### WHAT IS EXPECTED:
Repeat the following lines exactly and nothing else: the line containing "branch above? Mark it with a dot." and each line after it through the end of the listing.

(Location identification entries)
+ + + + + + +
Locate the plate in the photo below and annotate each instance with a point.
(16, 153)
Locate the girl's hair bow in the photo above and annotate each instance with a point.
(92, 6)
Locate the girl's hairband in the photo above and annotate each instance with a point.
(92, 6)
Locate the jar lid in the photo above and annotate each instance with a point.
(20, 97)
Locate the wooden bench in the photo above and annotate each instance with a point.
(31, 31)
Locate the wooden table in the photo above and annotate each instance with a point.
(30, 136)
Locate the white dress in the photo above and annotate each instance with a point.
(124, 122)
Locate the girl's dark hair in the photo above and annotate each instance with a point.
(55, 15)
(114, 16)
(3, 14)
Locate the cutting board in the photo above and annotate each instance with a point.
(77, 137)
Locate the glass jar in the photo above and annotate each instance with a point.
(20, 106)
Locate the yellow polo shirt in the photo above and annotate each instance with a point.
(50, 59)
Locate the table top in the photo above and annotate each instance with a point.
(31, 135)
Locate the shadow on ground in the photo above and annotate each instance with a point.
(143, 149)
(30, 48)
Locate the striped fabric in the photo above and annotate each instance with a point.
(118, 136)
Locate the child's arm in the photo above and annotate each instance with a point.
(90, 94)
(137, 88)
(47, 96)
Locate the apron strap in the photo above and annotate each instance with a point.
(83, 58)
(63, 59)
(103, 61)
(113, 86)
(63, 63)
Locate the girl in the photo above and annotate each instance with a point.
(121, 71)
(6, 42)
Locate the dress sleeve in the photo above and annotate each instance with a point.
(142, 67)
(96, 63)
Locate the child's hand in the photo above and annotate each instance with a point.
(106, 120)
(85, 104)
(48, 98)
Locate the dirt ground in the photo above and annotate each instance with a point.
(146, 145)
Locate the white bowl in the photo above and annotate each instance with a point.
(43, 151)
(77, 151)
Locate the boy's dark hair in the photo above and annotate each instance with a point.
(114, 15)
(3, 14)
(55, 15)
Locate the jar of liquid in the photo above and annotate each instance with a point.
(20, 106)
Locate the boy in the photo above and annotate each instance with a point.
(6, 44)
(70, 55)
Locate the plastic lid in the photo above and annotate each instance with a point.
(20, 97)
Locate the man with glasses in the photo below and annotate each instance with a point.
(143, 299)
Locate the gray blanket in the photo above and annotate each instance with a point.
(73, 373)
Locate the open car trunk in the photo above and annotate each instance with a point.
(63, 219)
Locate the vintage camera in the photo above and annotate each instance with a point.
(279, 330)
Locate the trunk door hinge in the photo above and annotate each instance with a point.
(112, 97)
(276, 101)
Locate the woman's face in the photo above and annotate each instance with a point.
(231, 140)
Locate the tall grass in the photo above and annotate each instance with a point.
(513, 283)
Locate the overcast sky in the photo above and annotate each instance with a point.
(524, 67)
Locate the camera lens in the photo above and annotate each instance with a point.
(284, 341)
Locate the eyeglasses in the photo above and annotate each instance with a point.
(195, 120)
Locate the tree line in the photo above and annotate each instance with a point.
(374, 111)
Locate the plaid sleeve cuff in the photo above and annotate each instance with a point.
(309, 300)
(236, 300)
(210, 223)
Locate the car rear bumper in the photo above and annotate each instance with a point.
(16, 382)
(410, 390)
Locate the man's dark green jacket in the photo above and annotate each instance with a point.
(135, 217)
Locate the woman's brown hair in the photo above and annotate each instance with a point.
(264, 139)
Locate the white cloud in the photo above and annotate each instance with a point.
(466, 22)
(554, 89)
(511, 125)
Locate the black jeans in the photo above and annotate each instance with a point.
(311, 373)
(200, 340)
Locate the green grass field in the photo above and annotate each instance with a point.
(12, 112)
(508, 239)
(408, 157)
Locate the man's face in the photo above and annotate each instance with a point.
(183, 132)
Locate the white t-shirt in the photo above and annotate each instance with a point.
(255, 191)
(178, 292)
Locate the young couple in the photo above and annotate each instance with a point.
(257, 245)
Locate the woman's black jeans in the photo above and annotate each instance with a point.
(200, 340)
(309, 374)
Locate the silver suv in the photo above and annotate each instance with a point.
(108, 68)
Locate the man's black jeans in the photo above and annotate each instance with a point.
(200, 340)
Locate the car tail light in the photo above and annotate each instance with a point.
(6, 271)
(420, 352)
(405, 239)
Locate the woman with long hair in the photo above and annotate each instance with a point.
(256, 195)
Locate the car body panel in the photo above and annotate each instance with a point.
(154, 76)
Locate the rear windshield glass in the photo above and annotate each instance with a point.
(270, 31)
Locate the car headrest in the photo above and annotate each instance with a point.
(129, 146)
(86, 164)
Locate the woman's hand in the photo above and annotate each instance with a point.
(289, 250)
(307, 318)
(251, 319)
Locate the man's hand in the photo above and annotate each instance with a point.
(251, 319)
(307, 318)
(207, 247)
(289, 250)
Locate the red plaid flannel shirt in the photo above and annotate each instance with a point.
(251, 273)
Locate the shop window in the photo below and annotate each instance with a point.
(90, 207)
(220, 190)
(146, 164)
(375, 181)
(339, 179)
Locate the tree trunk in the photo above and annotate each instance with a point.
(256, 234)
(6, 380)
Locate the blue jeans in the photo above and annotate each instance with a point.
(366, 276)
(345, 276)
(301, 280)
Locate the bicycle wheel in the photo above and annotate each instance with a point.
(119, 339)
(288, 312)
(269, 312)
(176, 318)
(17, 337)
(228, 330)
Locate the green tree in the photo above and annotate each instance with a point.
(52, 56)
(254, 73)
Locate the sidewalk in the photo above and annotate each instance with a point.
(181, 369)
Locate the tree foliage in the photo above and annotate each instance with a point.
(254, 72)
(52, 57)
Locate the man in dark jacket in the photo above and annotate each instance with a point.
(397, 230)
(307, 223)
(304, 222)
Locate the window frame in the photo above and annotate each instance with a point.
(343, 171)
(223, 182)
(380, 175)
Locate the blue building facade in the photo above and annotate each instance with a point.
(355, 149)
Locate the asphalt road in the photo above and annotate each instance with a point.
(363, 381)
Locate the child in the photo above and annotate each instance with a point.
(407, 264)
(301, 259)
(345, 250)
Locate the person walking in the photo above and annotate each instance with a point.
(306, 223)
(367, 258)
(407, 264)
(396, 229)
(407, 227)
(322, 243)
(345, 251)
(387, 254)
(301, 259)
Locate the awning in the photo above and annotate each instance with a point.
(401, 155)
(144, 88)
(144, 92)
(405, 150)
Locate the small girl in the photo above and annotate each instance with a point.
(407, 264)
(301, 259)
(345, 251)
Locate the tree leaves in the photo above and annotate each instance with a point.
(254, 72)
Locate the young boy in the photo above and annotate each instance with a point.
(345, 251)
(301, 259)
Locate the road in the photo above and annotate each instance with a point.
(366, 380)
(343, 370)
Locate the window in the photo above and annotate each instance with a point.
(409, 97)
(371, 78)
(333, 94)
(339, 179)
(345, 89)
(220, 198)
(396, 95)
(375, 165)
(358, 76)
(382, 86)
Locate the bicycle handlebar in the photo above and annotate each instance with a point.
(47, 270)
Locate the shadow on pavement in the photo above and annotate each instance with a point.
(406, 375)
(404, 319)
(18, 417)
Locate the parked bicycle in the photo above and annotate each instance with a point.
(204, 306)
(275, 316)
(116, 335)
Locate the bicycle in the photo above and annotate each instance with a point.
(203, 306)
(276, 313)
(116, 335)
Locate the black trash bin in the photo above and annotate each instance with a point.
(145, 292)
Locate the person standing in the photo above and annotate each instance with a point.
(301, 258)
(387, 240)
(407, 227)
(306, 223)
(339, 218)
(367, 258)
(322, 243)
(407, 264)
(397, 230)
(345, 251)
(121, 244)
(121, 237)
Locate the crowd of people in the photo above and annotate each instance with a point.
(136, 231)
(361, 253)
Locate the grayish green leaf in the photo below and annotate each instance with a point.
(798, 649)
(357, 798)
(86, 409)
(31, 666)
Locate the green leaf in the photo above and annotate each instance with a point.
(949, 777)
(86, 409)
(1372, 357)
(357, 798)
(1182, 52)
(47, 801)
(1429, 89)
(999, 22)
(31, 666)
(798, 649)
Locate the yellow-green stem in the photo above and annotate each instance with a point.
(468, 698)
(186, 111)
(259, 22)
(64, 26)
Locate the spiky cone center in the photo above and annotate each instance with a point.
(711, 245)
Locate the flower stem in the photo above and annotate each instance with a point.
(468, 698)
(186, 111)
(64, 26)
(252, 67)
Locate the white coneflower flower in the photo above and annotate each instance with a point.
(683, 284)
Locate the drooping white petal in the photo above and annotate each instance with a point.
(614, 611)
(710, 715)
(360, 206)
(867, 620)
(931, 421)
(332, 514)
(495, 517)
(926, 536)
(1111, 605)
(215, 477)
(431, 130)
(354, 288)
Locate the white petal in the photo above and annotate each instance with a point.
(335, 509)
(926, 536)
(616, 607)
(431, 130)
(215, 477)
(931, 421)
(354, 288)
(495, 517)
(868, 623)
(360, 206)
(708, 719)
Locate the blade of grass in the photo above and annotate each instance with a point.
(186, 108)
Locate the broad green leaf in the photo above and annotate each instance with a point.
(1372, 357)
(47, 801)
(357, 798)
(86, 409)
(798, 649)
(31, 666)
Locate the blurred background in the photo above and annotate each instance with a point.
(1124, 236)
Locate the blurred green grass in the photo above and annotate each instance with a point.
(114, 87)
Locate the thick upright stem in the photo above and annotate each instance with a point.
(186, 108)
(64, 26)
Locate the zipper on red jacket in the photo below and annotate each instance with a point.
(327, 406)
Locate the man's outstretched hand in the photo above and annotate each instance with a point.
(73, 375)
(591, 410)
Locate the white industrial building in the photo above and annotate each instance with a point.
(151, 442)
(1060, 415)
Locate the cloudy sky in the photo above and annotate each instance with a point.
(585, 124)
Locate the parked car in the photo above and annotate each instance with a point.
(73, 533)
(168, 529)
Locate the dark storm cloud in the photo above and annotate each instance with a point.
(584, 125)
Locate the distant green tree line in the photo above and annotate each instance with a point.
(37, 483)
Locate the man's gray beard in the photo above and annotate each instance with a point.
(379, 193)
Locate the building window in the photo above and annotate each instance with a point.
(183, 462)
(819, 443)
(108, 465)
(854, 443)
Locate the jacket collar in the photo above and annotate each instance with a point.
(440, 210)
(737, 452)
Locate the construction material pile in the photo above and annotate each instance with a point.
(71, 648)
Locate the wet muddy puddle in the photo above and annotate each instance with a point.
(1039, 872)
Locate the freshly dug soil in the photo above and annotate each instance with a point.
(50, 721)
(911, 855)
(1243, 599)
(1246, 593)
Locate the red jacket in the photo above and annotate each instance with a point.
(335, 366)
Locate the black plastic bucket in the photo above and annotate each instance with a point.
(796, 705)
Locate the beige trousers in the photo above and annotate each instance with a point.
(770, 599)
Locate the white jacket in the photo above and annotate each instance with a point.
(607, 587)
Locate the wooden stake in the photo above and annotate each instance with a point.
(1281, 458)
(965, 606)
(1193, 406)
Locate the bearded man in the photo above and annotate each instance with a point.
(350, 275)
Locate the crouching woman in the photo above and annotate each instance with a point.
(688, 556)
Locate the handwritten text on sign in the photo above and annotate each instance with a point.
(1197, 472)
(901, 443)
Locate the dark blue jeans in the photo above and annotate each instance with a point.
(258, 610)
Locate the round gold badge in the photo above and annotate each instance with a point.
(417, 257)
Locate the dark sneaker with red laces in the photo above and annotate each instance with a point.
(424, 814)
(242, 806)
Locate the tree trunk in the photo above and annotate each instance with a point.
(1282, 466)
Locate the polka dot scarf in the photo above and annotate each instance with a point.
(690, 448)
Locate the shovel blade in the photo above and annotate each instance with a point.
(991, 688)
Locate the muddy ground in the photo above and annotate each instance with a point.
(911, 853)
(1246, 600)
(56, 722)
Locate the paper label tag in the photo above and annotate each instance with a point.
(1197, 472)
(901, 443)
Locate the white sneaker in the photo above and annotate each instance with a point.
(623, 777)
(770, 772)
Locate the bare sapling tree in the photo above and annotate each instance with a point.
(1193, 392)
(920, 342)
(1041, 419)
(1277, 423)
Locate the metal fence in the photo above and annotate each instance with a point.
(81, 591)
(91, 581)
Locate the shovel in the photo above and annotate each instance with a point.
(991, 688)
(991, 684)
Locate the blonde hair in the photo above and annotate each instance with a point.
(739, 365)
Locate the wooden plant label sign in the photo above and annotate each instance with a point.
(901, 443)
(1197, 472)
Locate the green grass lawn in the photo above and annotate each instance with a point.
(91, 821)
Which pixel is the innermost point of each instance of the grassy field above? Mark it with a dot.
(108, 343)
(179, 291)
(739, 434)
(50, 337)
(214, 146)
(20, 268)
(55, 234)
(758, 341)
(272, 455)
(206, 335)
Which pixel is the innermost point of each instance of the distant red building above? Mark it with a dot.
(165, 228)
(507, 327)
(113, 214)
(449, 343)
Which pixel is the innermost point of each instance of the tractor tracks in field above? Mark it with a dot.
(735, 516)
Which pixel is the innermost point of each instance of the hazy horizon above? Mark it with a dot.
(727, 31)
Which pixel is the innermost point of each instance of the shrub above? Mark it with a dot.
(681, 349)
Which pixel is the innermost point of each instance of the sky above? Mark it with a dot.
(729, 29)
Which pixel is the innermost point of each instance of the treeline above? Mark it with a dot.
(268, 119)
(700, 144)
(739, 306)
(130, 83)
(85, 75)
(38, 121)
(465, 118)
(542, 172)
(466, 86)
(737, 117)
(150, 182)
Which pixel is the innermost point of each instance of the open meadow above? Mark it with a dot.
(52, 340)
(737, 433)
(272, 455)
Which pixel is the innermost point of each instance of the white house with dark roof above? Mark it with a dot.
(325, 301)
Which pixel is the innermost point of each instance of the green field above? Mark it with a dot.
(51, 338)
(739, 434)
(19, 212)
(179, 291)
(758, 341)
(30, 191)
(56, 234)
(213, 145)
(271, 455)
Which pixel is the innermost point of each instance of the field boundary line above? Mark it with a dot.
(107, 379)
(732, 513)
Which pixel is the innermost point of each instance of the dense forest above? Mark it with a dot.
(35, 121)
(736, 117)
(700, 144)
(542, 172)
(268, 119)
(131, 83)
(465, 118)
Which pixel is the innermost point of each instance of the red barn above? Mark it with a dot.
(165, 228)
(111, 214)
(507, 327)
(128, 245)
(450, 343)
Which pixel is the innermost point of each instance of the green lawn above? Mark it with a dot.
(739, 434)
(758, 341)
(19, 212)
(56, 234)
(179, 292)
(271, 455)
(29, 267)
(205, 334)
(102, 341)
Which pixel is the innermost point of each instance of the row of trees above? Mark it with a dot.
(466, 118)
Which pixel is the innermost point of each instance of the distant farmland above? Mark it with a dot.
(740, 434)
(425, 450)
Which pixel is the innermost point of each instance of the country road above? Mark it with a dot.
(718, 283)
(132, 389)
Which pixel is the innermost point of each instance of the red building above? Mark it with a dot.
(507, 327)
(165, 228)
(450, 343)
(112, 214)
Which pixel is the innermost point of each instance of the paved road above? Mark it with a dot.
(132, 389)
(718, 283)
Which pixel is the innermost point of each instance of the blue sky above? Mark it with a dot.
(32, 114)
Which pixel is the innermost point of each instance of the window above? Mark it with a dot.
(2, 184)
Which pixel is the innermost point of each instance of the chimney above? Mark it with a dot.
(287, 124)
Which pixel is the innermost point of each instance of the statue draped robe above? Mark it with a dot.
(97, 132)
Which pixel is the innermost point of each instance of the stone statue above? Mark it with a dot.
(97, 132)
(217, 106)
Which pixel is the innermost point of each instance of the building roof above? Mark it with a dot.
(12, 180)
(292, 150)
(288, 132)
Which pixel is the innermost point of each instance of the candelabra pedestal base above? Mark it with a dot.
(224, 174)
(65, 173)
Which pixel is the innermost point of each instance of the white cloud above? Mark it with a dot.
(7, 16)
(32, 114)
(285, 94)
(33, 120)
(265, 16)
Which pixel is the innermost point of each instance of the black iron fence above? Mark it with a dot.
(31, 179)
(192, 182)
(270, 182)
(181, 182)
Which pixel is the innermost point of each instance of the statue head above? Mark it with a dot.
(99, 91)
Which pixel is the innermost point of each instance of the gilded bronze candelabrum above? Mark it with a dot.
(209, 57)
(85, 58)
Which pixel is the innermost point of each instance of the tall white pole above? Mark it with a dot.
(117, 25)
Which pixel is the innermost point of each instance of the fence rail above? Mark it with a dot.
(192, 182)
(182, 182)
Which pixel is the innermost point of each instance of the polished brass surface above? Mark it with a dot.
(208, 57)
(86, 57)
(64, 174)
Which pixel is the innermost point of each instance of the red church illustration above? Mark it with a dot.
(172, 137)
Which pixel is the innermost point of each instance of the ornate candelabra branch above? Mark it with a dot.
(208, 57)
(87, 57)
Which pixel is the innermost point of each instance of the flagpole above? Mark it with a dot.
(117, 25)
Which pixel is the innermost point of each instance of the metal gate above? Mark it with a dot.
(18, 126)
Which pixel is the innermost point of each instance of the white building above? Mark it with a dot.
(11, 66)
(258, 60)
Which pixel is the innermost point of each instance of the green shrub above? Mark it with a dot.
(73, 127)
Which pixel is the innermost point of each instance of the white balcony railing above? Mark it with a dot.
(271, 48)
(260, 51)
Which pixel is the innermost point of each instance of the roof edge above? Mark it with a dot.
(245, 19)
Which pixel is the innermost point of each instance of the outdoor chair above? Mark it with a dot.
+ + + + + + +
### THE REPLY:
Which pixel is the innermost point of each instance of the ornate candelabra branch above? Mark it with a dot.
(208, 57)
(87, 57)
Which pixel is the innermost point of each instance of the flagpole above? Mark it with a dot.
(117, 25)
Which pixel is the innermost point of each instance of the metal gate above? Mark it with a dot.
(18, 126)
Which pixel is the innermost point of each instance of the white building above? Mark it with a dot.
(11, 66)
(258, 60)
Which pixel is the innermost point of each instance of the green shrub above? Mark it with a dot.
(73, 127)
Which pixel is the innermost point of each instance of the white balcony railing above? Mark it with a dot.
(271, 48)
(260, 51)
Which pixel is the innermost point of each instance of the roof edge above? Mark it with a dot.
(245, 19)
Which pixel is the innermost point of each instance of the outdoor chair above? Mark it with a dot.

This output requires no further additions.